§ DOCUMENT EXCERPT:
Winnipeg Is Burning, and the Firefighters Are Burning Out — Who Rescues the Rescuers When the City Refuses To?
- Don Woodstock
- Canada
- December 8, 2025
Image Credit, United Fire Fighters of Winnipeg, IAFF L867
I write this today not as a firefighter, not as someone who has ever stepped inside a burning building or felt flames licking at my gear, but as a Winnipegger who loves this city enough to grieve for it. My name is Don Woodstock, and this is a plea — quiet but urgent, somber but necessary — because something is breaking in Winnipeg, and we are all pretending not to hear it.
The newest city budget confirmed what so many feared: the City of Winnipeg approved hiring only ten firefighters next year. Ten. When the union, in desperation, asked for forty. When call volumes have exploded and fires have multiplied, and when even the safest neighborhoods feel one bad spark away from tragedy.

§ GIVEN ENTRIES:
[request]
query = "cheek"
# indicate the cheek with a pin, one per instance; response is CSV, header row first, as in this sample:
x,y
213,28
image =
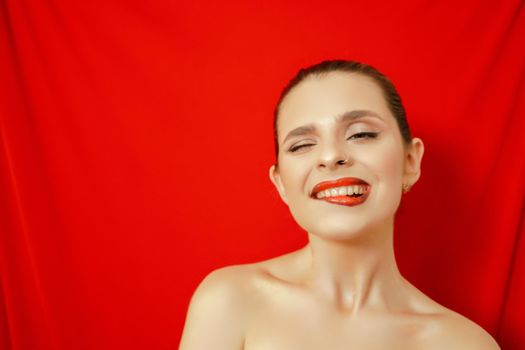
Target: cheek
x,y
386,164
293,177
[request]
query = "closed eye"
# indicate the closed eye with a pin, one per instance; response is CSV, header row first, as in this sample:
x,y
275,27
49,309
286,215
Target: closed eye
x,y
363,135
359,136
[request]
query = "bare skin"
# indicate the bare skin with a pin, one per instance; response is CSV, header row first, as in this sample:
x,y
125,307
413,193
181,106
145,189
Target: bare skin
x,y
343,290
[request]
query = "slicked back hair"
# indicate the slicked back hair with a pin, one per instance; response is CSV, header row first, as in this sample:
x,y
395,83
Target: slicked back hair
x,y
390,94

§ WORK INSTRUCTIONS:
Continue the opinion piece above about Winnipeg's firefighter shortage, picking up right after its last sentence.

§ IN RESPONSE:
The firefighters — the people who already give more than their bodies can bear — responded with unmistakable clarity. The overwhelming majority rejected the city’s proposal. Nearly unanimous. If the very people we depend on in our darkest moments are saying “This is not enough,” then we owe it to ourselves to stop and ask why we are ignoring them.
For years now, the United Fire Fighters of Winnipeg have been warning us. They’ve shown us the numbers. They’ve shared the stories. They’ve repeated the same plea: We are understaffed. We are overwhelmed. We cannot keep doing this alone.
And for years, City Hall has looked away.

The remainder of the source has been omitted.